[Exercise passage]
——
How long do Christmas leftovers last?

Store your leftovers properly this Christmas

It seems that one of the time-honoured traditions around Christmas is all the leftovers. From turkey to the cheeseboard, there's usually enough leftovers to keep your family going for a few days. 

However, failing to store any leftover food correctly can cause issues. Not only can incorrect storage mean the food doesn't last long, it can also result in illness, which isn't nice at any time of year, let alone Christmas.

To help keep your family happy and healthy, and to ensure you don't end up having to throw loads of food away, follow our top tips for Christmas leftovers.

Cover properly

Any leftover food should be packed into containers with lids or properly covered with cling film or tin foil. This will help to keep everything fresh for longer, as well as avoid food becoming dry, which can affect the taste. 

It is best to cover everything so that it is as air-tight as possible. This can help stop the spread of bacteria and ensure there is no cross-contamination.

Refrigerate

Leftovers should be put in the fridge as soon as they have reached room temperature. You shouldn't put hot or warm food in the fridge as this can lower its temperature and allow bacteria to spread. 

This also means it takes longer for your fridge to return to its standard temperature, as it has to cool the food down first.

If you are going to eat some of your leftovers, it is advised to take what you want and put the rest back in the fridge straight away rather than leaving it out to warm up. This keeps it fresher for longer and helps stop bacteria from spreading which can cause food poisoning.
——
Update the Christmas leftovers passage by writing it out again, beginning at the words "However, failing to" and stopping after "let alone Christmas.", with "illness" changed to "sickness".

(Point localization data)
——
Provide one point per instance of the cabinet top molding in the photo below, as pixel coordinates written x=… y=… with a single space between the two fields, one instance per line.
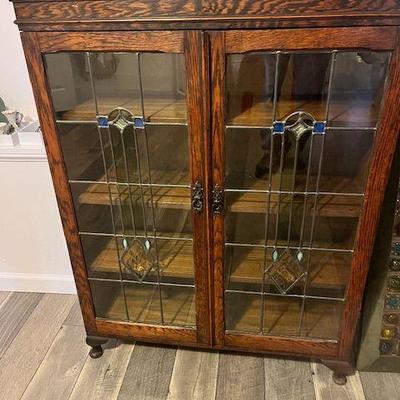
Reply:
x=82 y=15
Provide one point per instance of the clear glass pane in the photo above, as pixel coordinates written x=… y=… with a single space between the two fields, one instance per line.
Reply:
x=329 y=273
x=69 y=82
x=101 y=256
x=122 y=125
x=81 y=148
x=302 y=84
x=322 y=319
x=108 y=299
x=92 y=206
x=282 y=316
x=294 y=183
x=357 y=88
x=242 y=312
x=250 y=88
x=143 y=302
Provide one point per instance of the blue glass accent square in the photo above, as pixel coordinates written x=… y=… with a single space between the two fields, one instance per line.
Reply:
x=102 y=121
x=138 y=122
x=278 y=127
x=319 y=127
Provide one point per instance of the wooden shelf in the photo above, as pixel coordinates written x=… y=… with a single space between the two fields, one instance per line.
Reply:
x=161 y=110
x=143 y=304
x=328 y=270
x=175 y=259
x=260 y=112
x=282 y=316
x=238 y=202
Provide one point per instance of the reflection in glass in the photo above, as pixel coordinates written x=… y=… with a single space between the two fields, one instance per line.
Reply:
x=122 y=126
x=305 y=126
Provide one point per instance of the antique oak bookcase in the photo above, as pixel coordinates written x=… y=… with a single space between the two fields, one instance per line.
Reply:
x=219 y=166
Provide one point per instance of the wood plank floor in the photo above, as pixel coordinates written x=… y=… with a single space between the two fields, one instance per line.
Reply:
x=43 y=355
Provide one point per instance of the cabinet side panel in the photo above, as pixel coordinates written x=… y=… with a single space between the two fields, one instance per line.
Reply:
x=218 y=127
x=45 y=110
x=384 y=149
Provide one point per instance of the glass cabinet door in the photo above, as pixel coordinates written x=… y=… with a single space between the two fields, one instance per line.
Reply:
x=123 y=128
x=299 y=128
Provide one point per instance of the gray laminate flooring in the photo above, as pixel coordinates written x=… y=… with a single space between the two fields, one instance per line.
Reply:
x=43 y=356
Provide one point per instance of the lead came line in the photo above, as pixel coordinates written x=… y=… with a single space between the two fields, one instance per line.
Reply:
x=92 y=86
x=321 y=156
x=266 y=227
x=150 y=184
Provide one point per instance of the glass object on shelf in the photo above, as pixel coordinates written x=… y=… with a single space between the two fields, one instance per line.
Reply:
x=122 y=125
x=294 y=193
x=286 y=268
x=138 y=257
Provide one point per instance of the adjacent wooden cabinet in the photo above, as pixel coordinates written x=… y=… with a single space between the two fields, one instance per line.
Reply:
x=219 y=165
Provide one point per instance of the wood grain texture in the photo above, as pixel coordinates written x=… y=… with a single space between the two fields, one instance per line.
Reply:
x=102 y=9
x=380 y=385
x=279 y=7
x=240 y=377
x=74 y=318
x=153 y=333
x=13 y=314
x=165 y=41
x=278 y=374
x=194 y=376
x=381 y=161
x=375 y=38
x=56 y=376
x=214 y=23
x=200 y=14
x=326 y=389
x=217 y=47
x=281 y=345
x=148 y=374
x=198 y=104
x=101 y=378
x=45 y=110
x=28 y=349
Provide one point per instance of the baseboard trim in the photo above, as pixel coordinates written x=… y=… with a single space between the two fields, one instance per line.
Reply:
x=42 y=283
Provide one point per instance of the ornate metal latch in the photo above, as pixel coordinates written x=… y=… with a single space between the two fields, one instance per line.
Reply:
x=197 y=197
x=217 y=200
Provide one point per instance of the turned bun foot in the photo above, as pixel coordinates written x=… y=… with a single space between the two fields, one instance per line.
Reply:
x=95 y=343
x=96 y=352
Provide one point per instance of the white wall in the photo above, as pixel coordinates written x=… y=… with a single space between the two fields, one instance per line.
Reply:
x=33 y=252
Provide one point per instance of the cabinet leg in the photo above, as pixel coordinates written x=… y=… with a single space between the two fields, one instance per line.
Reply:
x=341 y=370
x=95 y=343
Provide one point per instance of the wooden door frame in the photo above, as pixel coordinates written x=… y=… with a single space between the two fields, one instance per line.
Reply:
x=241 y=41
x=191 y=44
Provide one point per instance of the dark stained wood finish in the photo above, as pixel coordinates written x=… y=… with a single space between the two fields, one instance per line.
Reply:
x=373 y=38
x=199 y=127
x=147 y=333
x=281 y=345
x=200 y=14
x=384 y=149
x=341 y=370
x=218 y=173
x=166 y=41
x=220 y=23
x=205 y=64
x=30 y=41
——
[Output]
However, failing to store any leftover food correctly can cause issues. Not only can incorrect storage mean the food doesn't last long, it can also result in sickness, which isn't nice at any time of year, let alone Christmas.